(TASK INSTRUCTIONS):
Gather every line of the material below that contains the word "pale".
↓↓↓
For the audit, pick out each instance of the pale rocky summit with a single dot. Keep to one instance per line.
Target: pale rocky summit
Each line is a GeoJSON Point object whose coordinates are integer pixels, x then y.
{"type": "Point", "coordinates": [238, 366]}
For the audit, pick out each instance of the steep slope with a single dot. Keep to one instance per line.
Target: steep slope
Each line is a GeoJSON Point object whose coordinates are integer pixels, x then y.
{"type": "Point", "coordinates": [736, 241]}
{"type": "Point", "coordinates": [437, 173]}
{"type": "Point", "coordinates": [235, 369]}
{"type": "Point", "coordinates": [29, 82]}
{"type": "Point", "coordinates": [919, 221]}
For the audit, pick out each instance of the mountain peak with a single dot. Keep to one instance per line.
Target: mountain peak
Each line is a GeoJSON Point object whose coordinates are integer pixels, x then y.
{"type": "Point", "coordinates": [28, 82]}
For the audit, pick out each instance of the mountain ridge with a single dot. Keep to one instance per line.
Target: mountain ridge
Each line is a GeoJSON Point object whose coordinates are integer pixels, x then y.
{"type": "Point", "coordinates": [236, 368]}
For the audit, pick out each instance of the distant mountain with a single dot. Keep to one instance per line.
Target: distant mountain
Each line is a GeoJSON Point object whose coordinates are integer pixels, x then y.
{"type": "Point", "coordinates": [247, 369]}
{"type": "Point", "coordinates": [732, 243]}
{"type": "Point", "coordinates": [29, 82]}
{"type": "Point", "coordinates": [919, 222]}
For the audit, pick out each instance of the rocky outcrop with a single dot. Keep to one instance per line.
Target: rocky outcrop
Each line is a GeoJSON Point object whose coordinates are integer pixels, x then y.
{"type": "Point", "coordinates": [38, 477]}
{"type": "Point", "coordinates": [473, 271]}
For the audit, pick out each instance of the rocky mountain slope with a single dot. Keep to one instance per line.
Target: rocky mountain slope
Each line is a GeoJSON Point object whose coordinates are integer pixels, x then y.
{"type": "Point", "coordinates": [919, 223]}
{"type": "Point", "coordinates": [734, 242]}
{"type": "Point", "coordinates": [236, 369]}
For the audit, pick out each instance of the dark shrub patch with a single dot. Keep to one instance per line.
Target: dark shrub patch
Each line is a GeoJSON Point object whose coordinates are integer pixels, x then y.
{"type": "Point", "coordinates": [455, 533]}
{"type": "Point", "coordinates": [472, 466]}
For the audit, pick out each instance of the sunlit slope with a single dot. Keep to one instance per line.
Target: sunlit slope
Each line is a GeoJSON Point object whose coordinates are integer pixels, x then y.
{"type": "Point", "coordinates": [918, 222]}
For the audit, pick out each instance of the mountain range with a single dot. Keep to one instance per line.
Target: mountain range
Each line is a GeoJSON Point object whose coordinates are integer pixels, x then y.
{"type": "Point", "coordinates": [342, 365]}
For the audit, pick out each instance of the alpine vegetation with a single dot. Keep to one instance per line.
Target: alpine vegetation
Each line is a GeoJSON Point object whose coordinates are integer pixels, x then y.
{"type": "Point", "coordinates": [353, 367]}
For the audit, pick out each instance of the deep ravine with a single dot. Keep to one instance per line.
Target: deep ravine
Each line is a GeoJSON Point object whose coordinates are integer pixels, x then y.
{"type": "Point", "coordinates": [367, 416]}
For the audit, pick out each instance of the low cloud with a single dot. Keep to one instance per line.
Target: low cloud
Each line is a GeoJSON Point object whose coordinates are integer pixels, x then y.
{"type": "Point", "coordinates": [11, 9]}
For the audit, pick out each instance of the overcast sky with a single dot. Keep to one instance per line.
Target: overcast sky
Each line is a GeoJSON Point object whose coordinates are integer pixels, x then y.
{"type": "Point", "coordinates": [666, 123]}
↑↑↑
↓↓↓
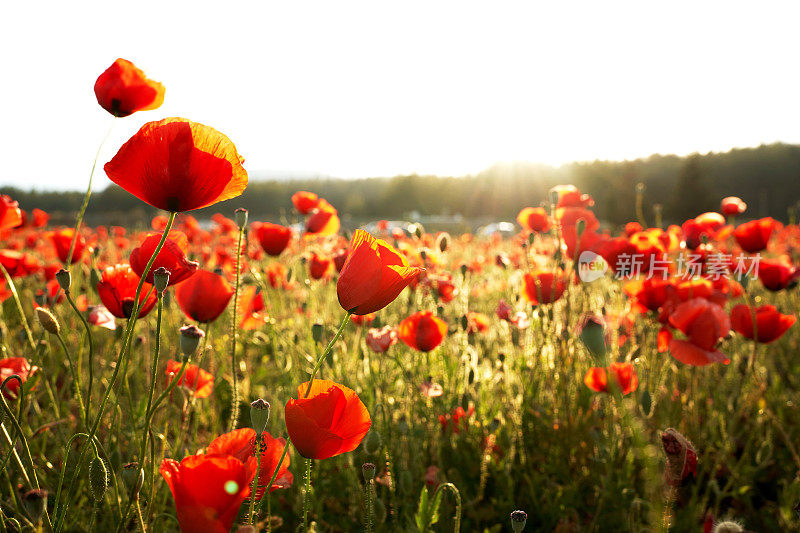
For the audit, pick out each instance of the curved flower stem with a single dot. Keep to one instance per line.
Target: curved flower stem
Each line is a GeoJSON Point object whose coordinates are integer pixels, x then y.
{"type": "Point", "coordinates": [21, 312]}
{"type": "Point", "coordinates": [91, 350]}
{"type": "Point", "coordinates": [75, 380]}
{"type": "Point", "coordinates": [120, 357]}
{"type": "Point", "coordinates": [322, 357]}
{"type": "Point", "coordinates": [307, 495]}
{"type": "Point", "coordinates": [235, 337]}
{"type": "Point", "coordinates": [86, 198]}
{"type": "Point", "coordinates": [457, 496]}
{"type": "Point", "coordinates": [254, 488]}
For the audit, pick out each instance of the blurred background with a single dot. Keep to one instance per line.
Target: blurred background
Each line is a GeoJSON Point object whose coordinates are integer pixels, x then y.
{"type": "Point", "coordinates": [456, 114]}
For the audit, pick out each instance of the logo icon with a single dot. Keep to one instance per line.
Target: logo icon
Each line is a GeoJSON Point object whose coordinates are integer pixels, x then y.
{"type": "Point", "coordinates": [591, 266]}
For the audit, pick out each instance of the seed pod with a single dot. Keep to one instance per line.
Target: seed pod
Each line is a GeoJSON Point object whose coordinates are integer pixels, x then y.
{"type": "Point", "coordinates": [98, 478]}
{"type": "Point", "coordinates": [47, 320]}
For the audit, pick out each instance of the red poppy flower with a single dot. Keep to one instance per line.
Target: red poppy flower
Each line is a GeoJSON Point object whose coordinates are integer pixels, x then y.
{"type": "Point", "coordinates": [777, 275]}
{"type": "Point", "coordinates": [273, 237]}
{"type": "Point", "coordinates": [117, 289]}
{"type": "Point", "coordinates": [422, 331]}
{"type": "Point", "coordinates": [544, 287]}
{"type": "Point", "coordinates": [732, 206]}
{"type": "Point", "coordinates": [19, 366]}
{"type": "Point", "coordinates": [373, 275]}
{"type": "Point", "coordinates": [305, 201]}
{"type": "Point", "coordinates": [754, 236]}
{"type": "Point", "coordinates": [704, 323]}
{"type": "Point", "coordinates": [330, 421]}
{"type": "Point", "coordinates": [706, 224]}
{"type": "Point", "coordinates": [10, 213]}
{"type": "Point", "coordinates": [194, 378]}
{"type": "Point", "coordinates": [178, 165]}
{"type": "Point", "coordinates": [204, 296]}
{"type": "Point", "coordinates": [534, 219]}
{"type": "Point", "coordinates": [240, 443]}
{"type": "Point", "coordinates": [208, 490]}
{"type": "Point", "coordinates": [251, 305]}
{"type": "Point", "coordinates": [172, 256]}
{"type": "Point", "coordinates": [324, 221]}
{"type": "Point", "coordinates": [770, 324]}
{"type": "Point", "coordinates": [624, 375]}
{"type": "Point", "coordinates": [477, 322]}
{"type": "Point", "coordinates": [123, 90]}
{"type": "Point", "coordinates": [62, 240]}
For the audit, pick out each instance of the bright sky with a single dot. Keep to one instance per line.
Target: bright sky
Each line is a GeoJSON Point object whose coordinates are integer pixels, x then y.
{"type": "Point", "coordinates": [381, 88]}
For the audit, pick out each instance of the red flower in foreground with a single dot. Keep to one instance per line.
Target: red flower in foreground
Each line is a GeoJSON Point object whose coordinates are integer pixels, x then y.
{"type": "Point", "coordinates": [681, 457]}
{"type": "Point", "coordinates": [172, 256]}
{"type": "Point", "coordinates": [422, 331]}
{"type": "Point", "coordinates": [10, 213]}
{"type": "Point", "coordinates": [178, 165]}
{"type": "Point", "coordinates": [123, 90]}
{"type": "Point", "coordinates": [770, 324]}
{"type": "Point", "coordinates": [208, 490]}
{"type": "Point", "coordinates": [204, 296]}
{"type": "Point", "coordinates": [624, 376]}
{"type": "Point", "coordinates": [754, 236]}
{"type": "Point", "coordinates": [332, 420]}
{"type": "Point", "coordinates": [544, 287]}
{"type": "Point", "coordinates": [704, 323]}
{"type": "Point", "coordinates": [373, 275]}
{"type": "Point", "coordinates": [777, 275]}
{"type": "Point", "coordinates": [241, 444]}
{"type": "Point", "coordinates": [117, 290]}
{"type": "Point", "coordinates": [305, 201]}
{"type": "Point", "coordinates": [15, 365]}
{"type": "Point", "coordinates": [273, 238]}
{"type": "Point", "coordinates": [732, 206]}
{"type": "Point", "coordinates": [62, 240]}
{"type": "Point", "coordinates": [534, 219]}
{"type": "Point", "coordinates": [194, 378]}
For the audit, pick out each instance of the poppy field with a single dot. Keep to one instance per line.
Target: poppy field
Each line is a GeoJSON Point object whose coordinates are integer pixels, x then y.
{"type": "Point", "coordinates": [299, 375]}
↑↑↑
↓↓↓
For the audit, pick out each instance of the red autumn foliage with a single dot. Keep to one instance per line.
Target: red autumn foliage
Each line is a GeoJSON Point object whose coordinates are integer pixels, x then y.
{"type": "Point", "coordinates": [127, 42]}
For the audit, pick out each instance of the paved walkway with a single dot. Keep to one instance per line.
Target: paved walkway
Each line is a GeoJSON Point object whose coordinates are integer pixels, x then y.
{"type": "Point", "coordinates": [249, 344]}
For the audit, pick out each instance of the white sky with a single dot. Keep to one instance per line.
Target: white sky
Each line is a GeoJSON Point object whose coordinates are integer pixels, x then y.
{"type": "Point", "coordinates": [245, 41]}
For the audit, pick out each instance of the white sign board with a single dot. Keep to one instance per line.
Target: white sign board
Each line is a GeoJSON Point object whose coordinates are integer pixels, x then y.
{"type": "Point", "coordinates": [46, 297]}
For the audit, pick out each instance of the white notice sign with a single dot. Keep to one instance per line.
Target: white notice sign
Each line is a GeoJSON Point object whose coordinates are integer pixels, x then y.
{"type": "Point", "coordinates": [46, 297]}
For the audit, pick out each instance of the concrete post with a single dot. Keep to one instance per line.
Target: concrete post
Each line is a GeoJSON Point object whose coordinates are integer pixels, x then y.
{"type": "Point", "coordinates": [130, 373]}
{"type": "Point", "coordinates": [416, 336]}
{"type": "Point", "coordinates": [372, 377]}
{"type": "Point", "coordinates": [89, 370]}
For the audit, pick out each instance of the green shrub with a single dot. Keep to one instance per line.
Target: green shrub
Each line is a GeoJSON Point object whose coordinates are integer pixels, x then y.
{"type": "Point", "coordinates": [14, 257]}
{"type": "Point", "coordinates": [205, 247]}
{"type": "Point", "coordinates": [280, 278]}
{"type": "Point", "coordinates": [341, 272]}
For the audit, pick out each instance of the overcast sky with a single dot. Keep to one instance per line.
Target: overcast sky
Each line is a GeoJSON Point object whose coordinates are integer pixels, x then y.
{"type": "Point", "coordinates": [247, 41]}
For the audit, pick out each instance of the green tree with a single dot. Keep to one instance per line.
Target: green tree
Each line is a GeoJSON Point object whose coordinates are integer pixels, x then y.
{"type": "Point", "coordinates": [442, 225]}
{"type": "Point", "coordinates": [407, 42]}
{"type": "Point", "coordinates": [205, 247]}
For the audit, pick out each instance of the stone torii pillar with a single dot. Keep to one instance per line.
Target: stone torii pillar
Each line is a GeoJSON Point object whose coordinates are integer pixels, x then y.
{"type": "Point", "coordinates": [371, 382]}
↑↑↑
(RIGHT ANSWER):
For the audit, pick out each instance of the pale rocky summit with a single dot. Keep to one instance per line.
Target: pale rocky summit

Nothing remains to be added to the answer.